(Labeled-object pointing items)
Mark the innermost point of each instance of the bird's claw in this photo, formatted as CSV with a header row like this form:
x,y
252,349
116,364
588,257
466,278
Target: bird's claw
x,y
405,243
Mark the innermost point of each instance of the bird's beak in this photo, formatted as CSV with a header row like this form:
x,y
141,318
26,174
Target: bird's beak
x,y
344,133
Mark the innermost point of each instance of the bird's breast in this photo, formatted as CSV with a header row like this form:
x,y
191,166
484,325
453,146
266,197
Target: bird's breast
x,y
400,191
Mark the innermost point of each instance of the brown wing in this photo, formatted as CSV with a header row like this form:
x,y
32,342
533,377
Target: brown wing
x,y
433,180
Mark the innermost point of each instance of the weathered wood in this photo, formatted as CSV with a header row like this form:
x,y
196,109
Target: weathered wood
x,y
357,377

==

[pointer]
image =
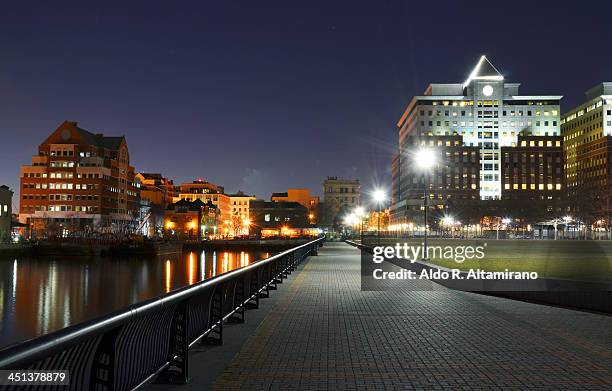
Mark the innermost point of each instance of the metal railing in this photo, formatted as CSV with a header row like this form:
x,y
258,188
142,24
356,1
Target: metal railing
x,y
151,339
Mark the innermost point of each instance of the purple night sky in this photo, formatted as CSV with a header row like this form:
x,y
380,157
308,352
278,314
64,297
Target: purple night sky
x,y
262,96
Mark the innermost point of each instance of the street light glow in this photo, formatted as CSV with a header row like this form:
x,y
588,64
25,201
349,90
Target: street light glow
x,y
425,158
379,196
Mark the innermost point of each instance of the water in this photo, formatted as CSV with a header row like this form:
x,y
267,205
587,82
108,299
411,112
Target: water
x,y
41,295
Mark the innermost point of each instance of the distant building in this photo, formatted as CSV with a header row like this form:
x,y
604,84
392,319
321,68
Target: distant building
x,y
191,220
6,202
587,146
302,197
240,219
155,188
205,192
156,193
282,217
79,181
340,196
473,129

-- TO DO --
Gather every line in the items above that contains the word "water", and copy each one out in full.

-- TASK ANSWER --
Mark the innermost point of each instance of the water in this photo, formatted as CSV with a header row like this form:
Target: water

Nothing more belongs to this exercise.